## YOUR GOAL
The data that follows should be copied out exactly.

================

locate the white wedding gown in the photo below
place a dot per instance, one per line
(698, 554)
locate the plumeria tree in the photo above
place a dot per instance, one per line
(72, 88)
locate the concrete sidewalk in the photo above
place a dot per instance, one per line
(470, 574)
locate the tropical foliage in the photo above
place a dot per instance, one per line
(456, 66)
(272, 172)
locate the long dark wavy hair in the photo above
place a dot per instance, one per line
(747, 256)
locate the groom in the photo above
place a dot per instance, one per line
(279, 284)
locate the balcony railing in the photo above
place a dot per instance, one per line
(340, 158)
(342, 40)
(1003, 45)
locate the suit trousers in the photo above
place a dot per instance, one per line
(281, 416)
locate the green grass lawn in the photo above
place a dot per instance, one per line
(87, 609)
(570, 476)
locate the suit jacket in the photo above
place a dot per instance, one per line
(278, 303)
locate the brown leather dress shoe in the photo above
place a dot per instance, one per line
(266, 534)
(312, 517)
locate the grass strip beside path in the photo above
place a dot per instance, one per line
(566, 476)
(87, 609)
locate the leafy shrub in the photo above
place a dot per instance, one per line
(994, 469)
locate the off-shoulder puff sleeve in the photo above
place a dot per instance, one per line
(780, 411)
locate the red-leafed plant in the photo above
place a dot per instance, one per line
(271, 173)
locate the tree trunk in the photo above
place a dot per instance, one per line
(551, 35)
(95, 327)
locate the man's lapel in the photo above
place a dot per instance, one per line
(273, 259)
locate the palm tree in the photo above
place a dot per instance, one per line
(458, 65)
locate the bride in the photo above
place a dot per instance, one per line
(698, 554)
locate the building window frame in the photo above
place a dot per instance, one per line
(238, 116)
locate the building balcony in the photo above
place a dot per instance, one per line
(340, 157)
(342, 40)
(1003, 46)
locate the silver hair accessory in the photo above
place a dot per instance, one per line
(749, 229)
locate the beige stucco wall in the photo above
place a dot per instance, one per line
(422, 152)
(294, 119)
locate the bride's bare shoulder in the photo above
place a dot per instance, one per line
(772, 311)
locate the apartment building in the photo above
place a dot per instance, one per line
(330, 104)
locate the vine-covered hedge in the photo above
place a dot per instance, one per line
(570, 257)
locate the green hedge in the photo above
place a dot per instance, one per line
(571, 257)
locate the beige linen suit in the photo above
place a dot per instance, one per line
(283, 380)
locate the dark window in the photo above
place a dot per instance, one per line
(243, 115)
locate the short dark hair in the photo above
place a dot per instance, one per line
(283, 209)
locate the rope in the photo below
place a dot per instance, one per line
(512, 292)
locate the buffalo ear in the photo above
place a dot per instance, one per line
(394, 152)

================

## RESPONSE BOX
locate the white wedding gown in the photo below
place a dot per instance, one per line
(698, 554)
locate the plumeria tree in the photo above
place a dot per instance, one per line
(72, 88)
locate the concrete sidewalk in the photo above
place a dot per instance, one per line
(470, 574)
locate the tropical foliage in the photo above
place a dot per instance, one per line
(456, 66)
(272, 172)
locate the long dark wavy hair in the photo above
place a dot per instance, one per line
(747, 256)
locate the groom in the photo above
place a dot per instance, one per line
(279, 284)
locate the balcony railing in the photo above
place a dot per instance, one per line
(340, 158)
(342, 40)
(1003, 45)
locate the suit trousers in the photo above
place a dot per instance, one per line
(281, 416)
locate the green grass lawn in the photo above
place a dot per instance, one per line
(87, 609)
(570, 476)
locate the suit jacket in the photo above
place a dot per instance, one per line
(278, 303)
locate the brown leather dress shoe in the photo above
place a dot per instance, one per line
(266, 534)
(312, 517)
locate the grass strip beside path in the photo above
place a dot per instance, one per line
(566, 476)
(87, 609)
locate the leafy shrub in the photo above
place a dot per instance, one per line
(994, 469)
locate the off-shoulder puff sleeve in the photo above
place a dot per instance, one per line
(780, 411)
locate the red-leafed plant in the photo above
place a dot per instance, one per line
(271, 173)
locate the tree trunk in the photo above
place a dot per instance, one per line
(551, 35)
(95, 327)
locate the man's lapel in the photo above
place a dot per instance, one per line
(273, 259)
locate the palm tree in the photo above
place a dot per instance, one per line
(458, 65)
locate the bride in the photo above
place a dot per instance, one per line
(698, 554)
locate the building window frame in the photo above
place a dot per instance, one per line
(238, 116)
locate the building balcony in the photo above
place a dot per instance, one per line
(340, 157)
(342, 40)
(1003, 46)
locate the silver hair accessory in the photo above
place a dot per instance, one per line
(749, 229)
locate the beige stucco wall in the photo above
place a dot per instance, one per line
(422, 152)
(294, 119)
locate the bride's bare shoulder in the photo above
place a dot per instance, one per line
(772, 311)
locate the apartment building in the photo above
place a dot per instance, one per line
(330, 104)
locate the vine-covered hedge in the photo above
place a dot per instance, one per line
(570, 257)
locate the green hedge in the photo above
place a dot per instance, one per line
(571, 257)
locate the beige linen suit in the photo above
place a dot per instance, one per line
(283, 380)
locate the dark window in the photo above
place a dot per instance, one per line
(243, 115)
locate the short dark hair in the photo above
place a dot per instance, one per line
(283, 209)
locate the rope in the photo below
place a dot per instance, one per line
(512, 292)
locate the buffalo ear in the photo above
place a dot per instance, one per line
(394, 152)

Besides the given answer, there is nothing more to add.